**DATI DA ELABORARE:**
↓↓↓

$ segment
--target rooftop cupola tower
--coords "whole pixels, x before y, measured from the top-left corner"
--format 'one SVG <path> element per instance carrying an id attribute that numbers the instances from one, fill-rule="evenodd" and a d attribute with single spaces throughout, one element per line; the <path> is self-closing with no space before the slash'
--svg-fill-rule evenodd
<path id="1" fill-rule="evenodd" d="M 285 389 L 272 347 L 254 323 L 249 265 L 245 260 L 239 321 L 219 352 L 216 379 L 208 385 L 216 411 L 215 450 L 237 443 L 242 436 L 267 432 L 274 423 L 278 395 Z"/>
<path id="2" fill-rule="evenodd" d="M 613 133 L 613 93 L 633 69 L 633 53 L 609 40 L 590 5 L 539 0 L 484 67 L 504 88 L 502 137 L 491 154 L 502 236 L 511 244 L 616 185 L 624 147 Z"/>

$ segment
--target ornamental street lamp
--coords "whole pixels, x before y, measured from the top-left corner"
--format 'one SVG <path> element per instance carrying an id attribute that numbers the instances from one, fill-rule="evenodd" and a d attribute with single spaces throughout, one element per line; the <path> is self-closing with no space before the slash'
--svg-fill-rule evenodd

↑↑↑

**ESERCIZIO ASSEGNATO:** Ricopi fedelmente, riga per riga, tutte le voci riportate sopra.

**RISPOSTA ALL'ESERCIZIO:**
$ segment
--target rooftop cupola tower
--coords "whole pixels, x before y, measured from the top-left corner"
--format 'one SVG <path> element per instance carrying an id attribute that numbers the instances from one, fill-rule="evenodd" and a d attribute with single spaces throughout, one element per line; the <path> is self-closing with no space before the slash'
--svg-fill-rule evenodd
<path id="1" fill-rule="evenodd" d="M 285 389 L 272 347 L 254 323 L 249 265 L 245 260 L 239 321 L 219 352 L 216 379 L 208 385 L 216 411 L 215 450 L 237 443 L 242 436 L 267 432 L 274 423 L 278 395 Z"/>
<path id="2" fill-rule="evenodd" d="M 613 133 L 613 93 L 633 69 L 633 53 L 609 40 L 590 5 L 539 0 L 484 67 L 504 88 L 502 137 L 491 154 L 502 236 L 511 244 L 616 185 L 624 147 Z"/>

$ segment
--target ornamental street lamp
--coords "whole pixels, x before y, measured from the top-left corner"
--format 'one SVG <path> element per instance carrying an id attribute that numbers the instances from one, fill-rule="evenodd" and a d attribute with single spaces throughout, one element per line; the <path> is self-closing with no space before the slash'
--svg-fill-rule evenodd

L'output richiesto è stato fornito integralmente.